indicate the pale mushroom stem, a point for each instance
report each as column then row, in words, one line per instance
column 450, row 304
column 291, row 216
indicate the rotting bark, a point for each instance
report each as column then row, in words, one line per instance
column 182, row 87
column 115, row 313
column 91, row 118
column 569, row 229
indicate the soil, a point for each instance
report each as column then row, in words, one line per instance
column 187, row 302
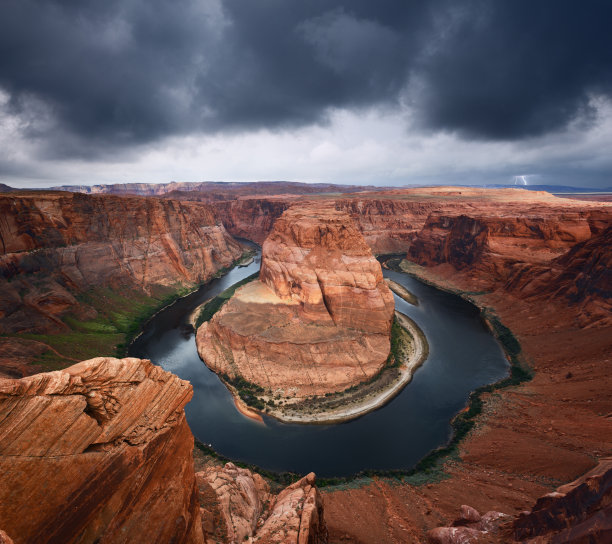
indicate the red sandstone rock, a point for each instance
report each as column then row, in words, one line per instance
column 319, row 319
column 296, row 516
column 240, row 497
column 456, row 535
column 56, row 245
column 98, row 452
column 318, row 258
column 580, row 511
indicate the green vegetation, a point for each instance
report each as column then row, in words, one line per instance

....

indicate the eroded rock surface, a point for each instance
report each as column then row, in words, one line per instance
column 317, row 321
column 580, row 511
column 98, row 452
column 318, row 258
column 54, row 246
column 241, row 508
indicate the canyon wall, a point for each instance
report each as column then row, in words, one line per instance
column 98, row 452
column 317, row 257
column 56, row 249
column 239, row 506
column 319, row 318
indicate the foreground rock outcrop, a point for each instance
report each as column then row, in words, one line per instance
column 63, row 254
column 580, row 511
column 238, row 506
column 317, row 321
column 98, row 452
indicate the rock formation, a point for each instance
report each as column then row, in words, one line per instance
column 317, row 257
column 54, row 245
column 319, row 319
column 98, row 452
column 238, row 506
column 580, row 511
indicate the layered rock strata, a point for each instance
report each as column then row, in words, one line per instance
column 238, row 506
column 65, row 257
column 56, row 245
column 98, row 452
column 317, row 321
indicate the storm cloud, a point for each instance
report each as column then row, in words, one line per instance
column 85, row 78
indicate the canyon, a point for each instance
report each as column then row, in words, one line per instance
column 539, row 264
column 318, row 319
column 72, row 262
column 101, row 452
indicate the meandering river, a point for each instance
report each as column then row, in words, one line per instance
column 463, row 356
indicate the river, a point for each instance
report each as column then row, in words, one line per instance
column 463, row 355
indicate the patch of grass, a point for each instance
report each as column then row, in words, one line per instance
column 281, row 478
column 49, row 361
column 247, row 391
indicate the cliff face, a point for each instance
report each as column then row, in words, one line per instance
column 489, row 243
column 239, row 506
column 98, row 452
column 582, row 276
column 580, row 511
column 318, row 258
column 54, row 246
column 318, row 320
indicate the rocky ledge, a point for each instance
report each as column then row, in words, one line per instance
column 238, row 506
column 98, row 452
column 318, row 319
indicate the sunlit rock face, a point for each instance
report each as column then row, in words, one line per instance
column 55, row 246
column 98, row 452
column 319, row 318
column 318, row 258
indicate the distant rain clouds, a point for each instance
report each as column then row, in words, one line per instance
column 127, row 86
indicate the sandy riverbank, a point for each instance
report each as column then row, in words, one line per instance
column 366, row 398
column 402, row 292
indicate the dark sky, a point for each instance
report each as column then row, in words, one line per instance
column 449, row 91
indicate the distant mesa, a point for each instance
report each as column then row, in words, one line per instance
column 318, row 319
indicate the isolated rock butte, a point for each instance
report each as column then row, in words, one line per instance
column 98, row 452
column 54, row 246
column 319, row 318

....

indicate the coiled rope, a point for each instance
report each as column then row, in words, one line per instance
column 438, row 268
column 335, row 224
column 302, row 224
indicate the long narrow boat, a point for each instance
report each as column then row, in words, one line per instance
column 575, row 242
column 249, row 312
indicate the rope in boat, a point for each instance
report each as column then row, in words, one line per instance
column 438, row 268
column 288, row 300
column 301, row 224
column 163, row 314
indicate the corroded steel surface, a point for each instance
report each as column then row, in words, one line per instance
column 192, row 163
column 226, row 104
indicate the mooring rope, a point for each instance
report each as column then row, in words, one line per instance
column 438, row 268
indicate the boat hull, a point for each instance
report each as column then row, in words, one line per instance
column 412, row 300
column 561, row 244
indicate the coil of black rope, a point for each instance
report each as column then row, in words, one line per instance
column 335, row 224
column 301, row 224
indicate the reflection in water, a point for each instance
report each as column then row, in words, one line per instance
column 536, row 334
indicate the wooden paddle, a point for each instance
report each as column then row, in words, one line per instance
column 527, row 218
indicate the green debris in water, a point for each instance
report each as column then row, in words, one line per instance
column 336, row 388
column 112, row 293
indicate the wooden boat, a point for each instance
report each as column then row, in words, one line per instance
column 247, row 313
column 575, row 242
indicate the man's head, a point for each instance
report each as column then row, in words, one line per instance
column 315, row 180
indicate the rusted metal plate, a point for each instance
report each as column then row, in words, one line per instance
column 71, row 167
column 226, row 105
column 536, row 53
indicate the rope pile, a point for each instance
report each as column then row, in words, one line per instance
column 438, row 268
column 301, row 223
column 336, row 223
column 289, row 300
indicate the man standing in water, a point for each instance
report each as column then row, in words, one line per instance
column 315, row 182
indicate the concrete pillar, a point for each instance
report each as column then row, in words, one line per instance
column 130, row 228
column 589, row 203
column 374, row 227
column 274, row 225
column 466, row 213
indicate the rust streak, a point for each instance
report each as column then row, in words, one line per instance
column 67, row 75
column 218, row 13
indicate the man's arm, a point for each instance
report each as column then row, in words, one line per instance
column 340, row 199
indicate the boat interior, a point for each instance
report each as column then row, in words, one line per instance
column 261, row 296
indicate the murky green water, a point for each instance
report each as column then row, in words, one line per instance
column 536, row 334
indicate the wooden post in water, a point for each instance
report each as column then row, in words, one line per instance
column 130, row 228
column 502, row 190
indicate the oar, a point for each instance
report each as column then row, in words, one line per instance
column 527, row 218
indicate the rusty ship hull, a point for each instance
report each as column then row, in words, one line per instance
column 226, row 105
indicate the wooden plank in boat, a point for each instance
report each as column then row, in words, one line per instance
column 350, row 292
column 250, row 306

....

REQUISITOS DEL EJERCICIO:
Transcribe cada línea de los registros en la que aparezca la cadena "canyon". Se distingue entre mayúsculas y minúsculas.

PROBLEMA RESUELTO:
indicate the canyon wall, a point for each instance
indicate the canyon, a point for each instance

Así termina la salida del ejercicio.